Cuijpers also cites treatments for chronic depression and relapse prevention as areas of important ongoing research.
Cuijpers highlights five key points from the literature:
- In the past four decades, 400 randomised trials have examined the effects of psychotherapies for adult depression
- Although new therapies are continuously being developed, all therapies are equally effective in the treatment of depression
- There is also no evidence that recently developed new treatments, such as ACT and CBM, are more effective than existing treatments
- More progress is made in chronic depression and relapse wherein evidence is increasing that psychotherapies are indeed effective
- A growing number of studies are aimed at scaling up psychological services, such as the training of lay counsellors in low-income and middle-income countries, telephone-based psychotherapies, and internet-based therapies.
The first important limitation is that, being an opinion piece, rather than a systematic review of the literature, there is no mention of the search strategy used for the papers included. Nor have any study criteria been mentioned. So we are none-the-wiser regarding the studies that were selected, given specific mention, and so on.
Similarly, as the name suggests, here the author is providing just that; an informed opinion. That being said, the freedom of the opinion piece allows perhaps a wider net to be cast.
The paper also doesn’t distinguish much in terms of demographic details. Nor of the age of those involved in research, important due to the huge age-related bias of younger adults in psychotherapy literature.
Cuijpers argues that psychotherapies are essential tools in the treatment of adult depression. Evidence over the past four decades indicates that they are mostly effective. He also argues that often, new treatments do not lead to improved outcomes, and advises future research away from this.
I would argue, though, that clinical research is surely about developing and testing new ideas, in areas where we haven’t quite found the answer yet. Psychotherapy is certainly one of these areas. It can be incredibly helpful. But in the case of depression, for 40% of people it isn’t. The same is true of antidepressant medication. Therefore, the idea of abandoning research into developing ‘new’ treatments, such as CBM and ACT seems perhaps strange. However, his argument for scaling up the delivery of psychological interventions is a strong one, if we are to meet the often unmet needs of those experiencing psychological distress.

Supplied data -
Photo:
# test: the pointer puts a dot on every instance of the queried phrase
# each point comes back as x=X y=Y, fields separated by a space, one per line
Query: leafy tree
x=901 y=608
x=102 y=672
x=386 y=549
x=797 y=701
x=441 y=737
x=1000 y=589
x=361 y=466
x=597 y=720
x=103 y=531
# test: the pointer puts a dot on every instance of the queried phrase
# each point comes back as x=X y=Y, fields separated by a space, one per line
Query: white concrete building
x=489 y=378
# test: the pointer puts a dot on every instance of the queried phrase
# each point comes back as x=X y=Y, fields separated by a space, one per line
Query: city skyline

Activities -
[1] In the passage on psychotherapy for depression, how many randomised trials have examined psychotherapies for adult depression over the past four decades?
[2] Condense the paragraph of the passage on psychotherapy for depression that opens "The first important limitation is that" into a single sentence that keeps its main facts.
[3] Reproduce the stretch of the passage on psychotherapy for depression from "Similarly, as the" through "to be cast.", word for word.
The material above has no role in this work.

Your responses -
[1] 400 randomised trials.

[2] Because the paper is an opinion piece rather than a systematic review, it states neither a search strategy nor study criteria, so readers cannot tell how the studies it selected and mentioned were chosen.

[3]
Similarly, as the name suggests, here the author is providing just that; an informed opinion. That being said, the freedom of the opinion piece allows perhaps a wider net to be cast.